>> start
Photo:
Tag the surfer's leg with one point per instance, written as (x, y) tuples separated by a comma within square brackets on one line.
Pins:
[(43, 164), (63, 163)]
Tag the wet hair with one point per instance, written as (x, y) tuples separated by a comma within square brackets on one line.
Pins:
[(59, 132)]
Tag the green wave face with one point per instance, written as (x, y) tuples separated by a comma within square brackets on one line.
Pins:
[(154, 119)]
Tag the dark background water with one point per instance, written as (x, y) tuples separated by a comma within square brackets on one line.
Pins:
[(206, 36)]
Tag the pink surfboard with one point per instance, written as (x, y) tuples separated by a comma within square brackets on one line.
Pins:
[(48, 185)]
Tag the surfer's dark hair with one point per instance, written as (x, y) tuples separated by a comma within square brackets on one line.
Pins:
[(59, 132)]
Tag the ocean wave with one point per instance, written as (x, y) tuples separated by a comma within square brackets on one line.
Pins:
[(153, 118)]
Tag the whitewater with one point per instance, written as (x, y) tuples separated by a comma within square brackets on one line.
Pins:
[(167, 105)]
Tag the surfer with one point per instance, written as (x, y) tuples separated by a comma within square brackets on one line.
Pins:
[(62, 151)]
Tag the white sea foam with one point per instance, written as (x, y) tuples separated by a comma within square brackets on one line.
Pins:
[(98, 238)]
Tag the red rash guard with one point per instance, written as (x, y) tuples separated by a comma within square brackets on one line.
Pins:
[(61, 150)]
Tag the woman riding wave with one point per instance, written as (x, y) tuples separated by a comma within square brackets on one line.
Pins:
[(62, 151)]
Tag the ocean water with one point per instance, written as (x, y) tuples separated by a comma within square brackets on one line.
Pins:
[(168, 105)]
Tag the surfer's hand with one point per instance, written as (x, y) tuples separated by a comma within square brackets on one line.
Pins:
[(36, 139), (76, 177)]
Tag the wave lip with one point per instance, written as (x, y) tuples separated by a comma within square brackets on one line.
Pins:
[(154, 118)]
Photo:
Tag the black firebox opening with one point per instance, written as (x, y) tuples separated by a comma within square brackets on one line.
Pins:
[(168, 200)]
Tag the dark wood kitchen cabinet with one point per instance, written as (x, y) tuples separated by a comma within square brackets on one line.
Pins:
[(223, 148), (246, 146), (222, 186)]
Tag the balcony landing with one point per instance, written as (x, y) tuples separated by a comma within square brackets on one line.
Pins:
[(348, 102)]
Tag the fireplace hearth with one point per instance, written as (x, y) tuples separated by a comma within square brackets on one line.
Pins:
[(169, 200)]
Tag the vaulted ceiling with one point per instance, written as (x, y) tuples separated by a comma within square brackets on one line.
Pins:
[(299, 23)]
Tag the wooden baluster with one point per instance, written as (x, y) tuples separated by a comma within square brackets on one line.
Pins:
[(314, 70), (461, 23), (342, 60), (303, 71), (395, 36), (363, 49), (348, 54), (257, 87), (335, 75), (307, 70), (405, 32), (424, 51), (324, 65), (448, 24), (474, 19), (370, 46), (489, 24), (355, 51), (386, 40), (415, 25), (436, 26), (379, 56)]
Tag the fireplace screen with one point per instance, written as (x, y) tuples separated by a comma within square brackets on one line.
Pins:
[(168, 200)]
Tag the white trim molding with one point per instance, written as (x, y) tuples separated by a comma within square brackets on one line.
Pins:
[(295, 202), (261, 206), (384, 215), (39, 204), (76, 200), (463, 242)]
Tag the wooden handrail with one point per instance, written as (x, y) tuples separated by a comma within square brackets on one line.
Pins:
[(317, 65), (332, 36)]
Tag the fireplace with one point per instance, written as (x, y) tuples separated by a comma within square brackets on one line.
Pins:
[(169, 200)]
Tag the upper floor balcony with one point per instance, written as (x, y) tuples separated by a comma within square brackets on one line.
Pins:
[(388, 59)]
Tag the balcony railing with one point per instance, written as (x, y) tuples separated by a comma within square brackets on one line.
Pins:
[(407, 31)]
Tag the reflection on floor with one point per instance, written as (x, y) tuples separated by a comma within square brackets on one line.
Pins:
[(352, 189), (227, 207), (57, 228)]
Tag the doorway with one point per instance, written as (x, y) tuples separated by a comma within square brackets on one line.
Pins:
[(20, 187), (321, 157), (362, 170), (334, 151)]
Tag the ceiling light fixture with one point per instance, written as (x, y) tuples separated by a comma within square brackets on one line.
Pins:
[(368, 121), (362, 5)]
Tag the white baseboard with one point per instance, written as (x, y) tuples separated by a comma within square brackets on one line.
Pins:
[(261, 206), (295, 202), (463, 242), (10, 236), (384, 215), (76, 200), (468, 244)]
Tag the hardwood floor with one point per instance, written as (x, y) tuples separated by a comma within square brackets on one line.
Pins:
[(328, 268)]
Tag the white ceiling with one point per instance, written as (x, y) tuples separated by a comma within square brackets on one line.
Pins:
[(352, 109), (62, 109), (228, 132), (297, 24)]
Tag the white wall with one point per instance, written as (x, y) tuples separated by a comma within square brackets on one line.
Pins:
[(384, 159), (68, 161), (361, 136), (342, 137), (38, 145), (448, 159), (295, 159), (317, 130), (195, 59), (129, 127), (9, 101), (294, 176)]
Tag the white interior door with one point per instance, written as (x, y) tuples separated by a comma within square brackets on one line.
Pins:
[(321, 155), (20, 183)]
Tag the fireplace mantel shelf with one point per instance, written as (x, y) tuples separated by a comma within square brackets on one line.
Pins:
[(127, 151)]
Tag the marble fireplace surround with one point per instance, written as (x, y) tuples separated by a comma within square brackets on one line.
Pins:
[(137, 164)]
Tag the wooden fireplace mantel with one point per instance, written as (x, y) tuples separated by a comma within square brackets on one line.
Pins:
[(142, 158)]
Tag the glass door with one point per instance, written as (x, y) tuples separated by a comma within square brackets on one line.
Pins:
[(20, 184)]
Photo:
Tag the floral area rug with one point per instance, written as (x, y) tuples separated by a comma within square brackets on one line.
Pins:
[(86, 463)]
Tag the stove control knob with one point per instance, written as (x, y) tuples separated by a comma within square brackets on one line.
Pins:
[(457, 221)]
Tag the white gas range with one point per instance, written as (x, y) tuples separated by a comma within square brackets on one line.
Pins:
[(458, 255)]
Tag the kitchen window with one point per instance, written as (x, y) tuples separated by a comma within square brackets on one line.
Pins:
>> end
#### [WHAT NEEDS TO BE DONE]
Copy out the full listing above, keeping every line identical to the original.

#### [EXERCISE RESPONSE]
Photo:
Tag the surfer's leg with one point per instance, written as (x, y) tuples separated by a comma within square brackets on one line.
Pins:
[(43, 164), (63, 163)]
Tag the wet hair with one point per instance, written as (x, y) tuples separated by a comma within square brackets on one line.
Pins:
[(59, 132)]
Tag the green wave face with one point per instance, written as (x, y) tuples separated by a comma within square brackets on one line.
Pins:
[(154, 119)]
Tag the dark background water with one point per instance, written as (x, y) tuples separated by a comma within square brackets on one line.
Pins:
[(206, 36)]
Tag the pink surfboard with one point per instance, written as (x, y) tuples separated by a comma within square brackets on one line.
Pins:
[(48, 185)]
Tag the surfer's dark hair with one point per instance, written as (x, y) tuples separated by a comma within square brackets on one line.
Pins:
[(59, 132)]
Tag the ocean wave with one point per instance, written as (x, y) tuples separated by a comma within square brackets on one line.
Pins:
[(153, 118)]
Tag the whitewater with one point per instance, written as (x, y) tuples separated by a comma within square brackets on one line.
Pins:
[(167, 105)]
Tag the surfer with one point per instance, written as (x, y) tuples separated by a comma within square brackets on one line.
Pins:
[(62, 151)]
Tag the white sea foam with one point per instance, written as (x, y) tuples separated by a comma within square brackets on one line.
Pins:
[(98, 238)]
Tag the red rash guard with one point per instance, written as (x, y) tuples separated by a comma within square brackets on one line.
Pins:
[(61, 150)]
Tag the woman riding wave with one point per instance, written as (x, y) tuples separated by a comma within square brackets on one line.
Pins:
[(62, 151)]
Tag the ocean water with one point per instance, written as (x, y) tuples separated by a comma within square brackets on one line.
Pins:
[(168, 105)]
Tag the surfer's hand with one point per instance, written as (x, y) tuples separated by a comma within square brackets on one line.
Pins:
[(36, 139), (76, 177)]
Tag the wave lip with one point per instance, written as (x, y) tuples separated by a comma within square brackets on one line.
Pins:
[(154, 118)]
Photo:
Tag the black firebox opening with one point per instance, written as (x, y) tuples separated by a comma within square brackets on one line.
Pins:
[(168, 200)]
Tag the dark wood kitchen cabinet with one point per instance, written as (x, y) tuples separated by a comma within square brackets on one line.
Pins:
[(223, 148), (246, 146), (222, 186)]
Tag the balcony landing with one point per instance, written as (x, y) tuples separated by a comma within square brackets on one line.
Pins:
[(348, 102)]
Tag the fireplace hearth with one point per instance, written as (x, y) tuples separated by a comma within square brackets on one line.
Pins:
[(169, 200)]
Tag the vaulted ceiling with one point per instance, written as (x, y) tuples separated by a comma within square brackets on one line.
Pins:
[(299, 23)]
Tag the wooden baluster with one point per instance, written as (x, y) tuples separated by a comma within square brackets on one line.
Pins:
[(314, 70), (461, 23), (342, 60), (303, 71), (395, 36), (363, 49), (348, 54), (257, 87), (335, 75), (307, 70), (405, 32), (424, 51), (324, 65), (448, 24), (474, 19), (370, 46), (489, 24), (355, 51), (386, 40), (415, 25), (436, 26), (379, 56)]
Tag the fireplace screen with one point per instance, written as (x, y) tuples separated by a comma within square brackets on one line.
Pins:
[(168, 200)]
Tag the white trim molding with one point per instance, written as (x, y) tuples separated by a comma within square brackets on one line.
Pins:
[(295, 202), (261, 206), (384, 215), (39, 204), (76, 200), (463, 242)]
Tag the wooden handrail with one point per instance, written as (x, y) tuples separated by a comma within square brackets on one line.
Pins:
[(317, 65), (332, 36)]
Tag the fireplace with one point per instance, written as (x, y) tuples separated by a comma within square brackets on one line.
Pins:
[(169, 200)]
Tag the upper floor balcony with one point per instance, written as (x, y) tuples separated by a comma within square brackets on one line.
Pins:
[(388, 59)]
Tag the balcony railing with one point per instance, written as (x, y) tuples separated by a comma within square brackets on one line.
Pins:
[(407, 31)]
Tag the reflection on floor with one point per instance, written as (x, y) tuples separated by a comma within square brackets on one line.
Pins:
[(352, 189), (227, 207), (57, 228)]
Tag the doorway with one point per instance, written as (x, y) tuples separated by a comma within square brackets on one line.
Pins:
[(20, 187), (321, 157), (362, 170), (334, 151)]
Tag the ceiling light fixture with one point per instance, written as (x, y) tuples separated by a comma within square brackets on one line.
Pins:
[(368, 121), (362, 5)]
Tag the white baseboard with one point per instance, written as (x, y) tuples separated by a comma within square brackets on one line.
Pins:
[(261, 206), (295, 202), (463, 242), (10, 236), (384, 215), (76, 200), (468, 244)]
Tag the hardwood floor with one point per instance, written as (x, y) tuples separated by a comma within square brackets on one line.
Pins:
[(328, 268)]
Tag the white ceiling with one point per instance, written as (x, y) tuples separated by a comma within square brackets on one line.
Pins:
[(352, 109), (62, 109), (228, 132), (297, 24)]
Tag the white wall with one point per instance, written as (x, y) tuples separated by a comma within square brackets on one line.
Pins:
[(384, 159), (68, 161), (361, 136), (342, 137), (38, 145), (448, 159), (295, 159), (317, 130), (195, 59), (129, 127), (9, 101), (294, 176)]
Tag the white interior door with one point per instance, written as (x, y) tuples separated by a comma within square brackets on one line.
Pins:
[(321, 155), (20, 183)]
Tag the fireplace mantel shelf with one point per instance, written as (x, y) tuples separated by a comma within square brackets on one line.
Pins:
[(127, 151)]
Tag the marble fireplace surround with one point per instance, written as (x, y) tuples separated by a comma within square brackets on one line.
Pins:
[(137, 164)]
Tag the wooden fireplace mantel with one point per instance, written as (x, y) tuples separated by a comma within square brackets on one line.
Pins:
[(142, 158)]
Tag the glass door with one point per instance, written as (x, y) tuples separated by a comma within square brackets on one line.
Pins:
[(20, 184)]
Photo:
Tag the floral area rug with one point per instance, written as (x, y) tuples separated by a comma within square brackets on one line.
Pins:
[(86, 463)]
Tag the stove control knob with one point per instance, written as (x, y) tuples separated by a comma within square brackets on one line.
Pins:
[(457, 221)]
Tag the white gas range with one point per instance, written as (x, y) tuples separated by a comma within square brackets on one line.
Pins:
[(458, 255)]
Tag the kitchen window with one point per instance, written as (x, y) tuples separated by a comma within square brackets on one line.
Pins:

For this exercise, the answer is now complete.